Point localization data
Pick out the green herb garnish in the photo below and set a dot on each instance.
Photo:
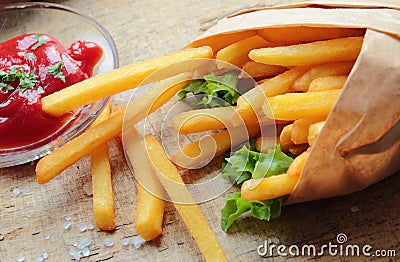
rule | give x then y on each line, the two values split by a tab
41	39
55	71
26	81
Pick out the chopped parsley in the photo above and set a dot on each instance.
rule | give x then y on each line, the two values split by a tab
41	39
55	71
26	81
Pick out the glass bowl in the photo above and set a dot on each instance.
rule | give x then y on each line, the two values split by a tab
66	25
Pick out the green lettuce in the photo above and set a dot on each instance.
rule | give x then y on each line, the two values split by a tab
213	90
245	164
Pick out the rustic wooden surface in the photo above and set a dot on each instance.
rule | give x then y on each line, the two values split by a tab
32	222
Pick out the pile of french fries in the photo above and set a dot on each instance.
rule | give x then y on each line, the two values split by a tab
300	72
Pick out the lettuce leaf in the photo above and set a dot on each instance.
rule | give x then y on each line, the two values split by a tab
245	164
213	90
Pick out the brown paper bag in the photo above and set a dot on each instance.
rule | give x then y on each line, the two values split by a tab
360	143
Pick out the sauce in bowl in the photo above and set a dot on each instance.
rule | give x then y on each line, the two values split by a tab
33	66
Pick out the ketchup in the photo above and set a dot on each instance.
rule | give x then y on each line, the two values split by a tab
33	66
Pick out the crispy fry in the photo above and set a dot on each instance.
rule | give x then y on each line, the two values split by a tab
313	132
115	81
259	70
302	34
327	83
268	188
53	164
220	41
209	146
297	165
103	197
292	106
150	204
183	202
328	51
330	69
237	53
299	134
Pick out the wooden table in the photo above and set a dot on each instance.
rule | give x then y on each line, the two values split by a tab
32	222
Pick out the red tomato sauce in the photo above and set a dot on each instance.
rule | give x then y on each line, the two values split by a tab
33	66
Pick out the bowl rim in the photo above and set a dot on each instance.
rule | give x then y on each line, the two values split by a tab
27	153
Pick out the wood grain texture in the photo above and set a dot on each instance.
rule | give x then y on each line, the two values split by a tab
32	222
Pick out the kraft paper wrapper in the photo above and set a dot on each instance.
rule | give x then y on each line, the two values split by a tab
360	143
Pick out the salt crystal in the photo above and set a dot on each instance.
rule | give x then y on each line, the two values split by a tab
16	192
88	189
86	252
355	209
108	242
75	254
67	224
138	241
85	242
125	241
82	227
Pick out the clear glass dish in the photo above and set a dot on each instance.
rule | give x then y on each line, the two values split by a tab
66	25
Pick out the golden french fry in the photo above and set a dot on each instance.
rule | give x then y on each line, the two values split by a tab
150	204
209	146
268	188
292	106
300	128
313	132
327	51
200	120
183	202
252	101
285	138
259	70
331	69
302	34
327	83
237	53
297	165
115	81
220	41
103	197
53	164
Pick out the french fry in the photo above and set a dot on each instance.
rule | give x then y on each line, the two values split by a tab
313	132
268	188
103	197
331	69
297	165
327	83
252	100
150	204
285	138
259	70
237	53
209	146
121	79
220	41
327	51
200	120
302	34
61	158
183	202
299	134
292	106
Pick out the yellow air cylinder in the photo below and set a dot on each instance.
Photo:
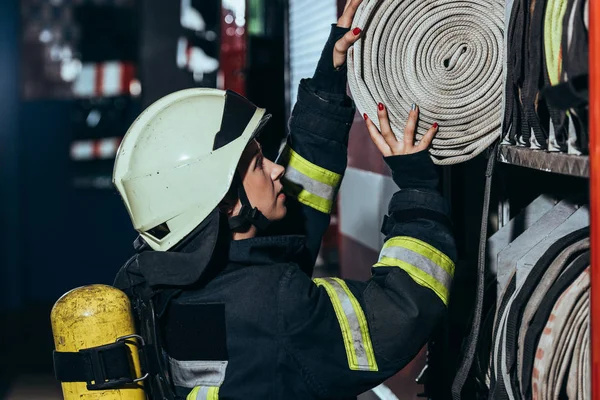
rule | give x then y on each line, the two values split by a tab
92	316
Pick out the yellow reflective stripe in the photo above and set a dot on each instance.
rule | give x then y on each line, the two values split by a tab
353	324
418	275
204	393
213	393
553	24
311	170
423	248
312	185
314	201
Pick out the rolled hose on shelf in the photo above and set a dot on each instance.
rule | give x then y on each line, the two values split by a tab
444	55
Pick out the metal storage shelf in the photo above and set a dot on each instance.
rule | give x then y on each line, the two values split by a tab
559	163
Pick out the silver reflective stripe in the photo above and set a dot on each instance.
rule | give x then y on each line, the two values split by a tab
353	324
310	185
189	374
202	393
420	261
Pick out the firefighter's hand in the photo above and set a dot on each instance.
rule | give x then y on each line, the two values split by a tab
345	21
386	141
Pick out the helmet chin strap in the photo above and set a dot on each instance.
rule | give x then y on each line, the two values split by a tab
248	215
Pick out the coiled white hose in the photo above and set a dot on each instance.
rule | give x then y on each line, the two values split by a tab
444	55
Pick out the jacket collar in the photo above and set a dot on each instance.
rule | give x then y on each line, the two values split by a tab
266	250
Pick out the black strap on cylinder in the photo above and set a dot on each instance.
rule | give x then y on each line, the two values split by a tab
248	215
103	367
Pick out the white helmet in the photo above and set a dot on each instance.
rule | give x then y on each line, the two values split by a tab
178	159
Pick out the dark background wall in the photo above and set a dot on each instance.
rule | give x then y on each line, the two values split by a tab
53	237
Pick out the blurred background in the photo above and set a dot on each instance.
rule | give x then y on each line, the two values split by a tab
74	74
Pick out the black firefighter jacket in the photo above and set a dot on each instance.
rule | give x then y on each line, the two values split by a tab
253	324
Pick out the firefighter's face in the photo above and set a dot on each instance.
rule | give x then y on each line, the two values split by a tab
262	181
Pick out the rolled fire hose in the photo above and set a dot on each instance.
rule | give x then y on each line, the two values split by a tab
444	55
561	366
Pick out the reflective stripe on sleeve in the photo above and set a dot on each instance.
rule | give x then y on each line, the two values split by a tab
312	185
425	264
353	324
204	393
191	374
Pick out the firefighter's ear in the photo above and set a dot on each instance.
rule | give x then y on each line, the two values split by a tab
228	204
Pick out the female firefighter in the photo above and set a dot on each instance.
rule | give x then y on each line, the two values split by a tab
228	240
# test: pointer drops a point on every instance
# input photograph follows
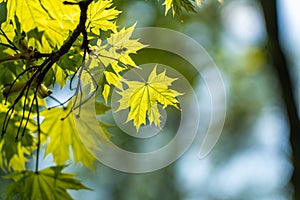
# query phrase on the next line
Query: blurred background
(252, 157)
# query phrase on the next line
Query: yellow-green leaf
(63, 135)
(142, 98)
(47, 184)
(101, 15)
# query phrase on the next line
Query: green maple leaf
(63, 135)
(101, 16)
(120, 46)
(47, 184)
(53, 18)
(143, 97)
(178, 5)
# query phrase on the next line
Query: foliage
(48, 184)
(43, 43)
(143, 97)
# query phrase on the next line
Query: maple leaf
(120, 46)
(143, 97)
(101, 16)
(47, 184)
(178, 5)
(63, 135)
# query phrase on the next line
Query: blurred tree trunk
(280, 66)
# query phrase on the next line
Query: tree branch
(280, 67)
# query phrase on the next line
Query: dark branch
(280, 67)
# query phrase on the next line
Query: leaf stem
(38, 133)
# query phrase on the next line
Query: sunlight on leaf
(48, 184)
(142, 98)
(63, 135)
(102, 16)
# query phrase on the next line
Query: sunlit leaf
(63, 135)
(48, 184)
(101, 15)
(178, 5)
(142, 98)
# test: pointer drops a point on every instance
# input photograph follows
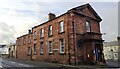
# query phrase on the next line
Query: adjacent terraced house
(73, 37)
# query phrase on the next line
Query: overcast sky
(17, 16)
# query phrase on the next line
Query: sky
(17, 16)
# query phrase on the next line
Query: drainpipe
(76, 58)
(69, 56)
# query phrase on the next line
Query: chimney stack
(51, 16)
(29, 31)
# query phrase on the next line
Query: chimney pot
(51, 16)
(29, 31)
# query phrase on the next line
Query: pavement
(45, 65)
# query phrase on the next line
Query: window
(29, 39)
(50, 47)
(116, 55)
(18, 41)
(41, 48)
(42, 33)
(35, 35)
(35, 48)
(87, 26)
(50, 30)
(29, 51)
(61, 27)
(24, 40)
(61, 46)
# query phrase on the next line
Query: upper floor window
(50, 30)
(42, 33)
(50, 47)
(24, 40)
(41, 48)
(18, 41)
(35, 48)
(29, 39)
(61, 27)
(62, 46)
(87, 26)
(29, 51)
(35, 35)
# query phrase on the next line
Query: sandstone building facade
(72, 37)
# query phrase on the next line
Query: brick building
(72, 37)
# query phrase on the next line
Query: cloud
(18, 16)
(6, 33)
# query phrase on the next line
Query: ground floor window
(29, 51)
(116, 55)
(61, 45)
(50, 47)
(35, 49)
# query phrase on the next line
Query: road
(10, 64)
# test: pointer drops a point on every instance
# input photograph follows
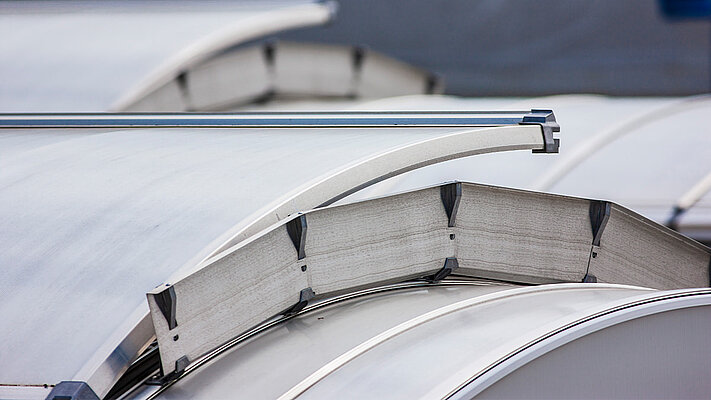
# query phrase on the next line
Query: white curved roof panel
(644, 153)
(465, 339)
(67, 57)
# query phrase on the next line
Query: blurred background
(628, 80)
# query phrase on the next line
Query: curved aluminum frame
(601, 139)
(262, 24)
(493, 233)
(583, 324)
(441, 142)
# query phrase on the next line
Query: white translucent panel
(313, 69)
(382, 76)
(649, 168)
(273, 362)
(69, 58)
(645, 358)
(232, 78)
(580, 117)
(92, 222)
(435, 356)
(169, 97)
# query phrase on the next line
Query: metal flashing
(450, 264)
(451, 196)
(358, 53)
(546, 119)
(72, 390)
(599, 215)
(296, 228)
(166, 301)
(304, 296)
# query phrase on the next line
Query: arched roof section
(61, 57)
(98, 216)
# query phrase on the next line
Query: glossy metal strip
(263, 120)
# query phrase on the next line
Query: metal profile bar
(267, 120)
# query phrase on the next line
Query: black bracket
(546, 119)
(357, 56)
(451, 196)
(599, 215)
(166, 301)
(673, 221)
(296, 228)
(269, 52)
(72, 390)
(304, 296)
(450, 264)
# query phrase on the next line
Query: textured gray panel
(499, 233)
(268, 365)
(634, 250)
(522, 236)
(97, 219)
(234, 294)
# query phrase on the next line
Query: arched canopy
(96, 216)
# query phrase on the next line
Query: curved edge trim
(371, 343)
(625, 310)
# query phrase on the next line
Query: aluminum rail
(280, 119)
(216, 188)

(Goal of the exercise): How many lines in the entries include the string "helmet"? Answer with the number alone.

(Your response): 2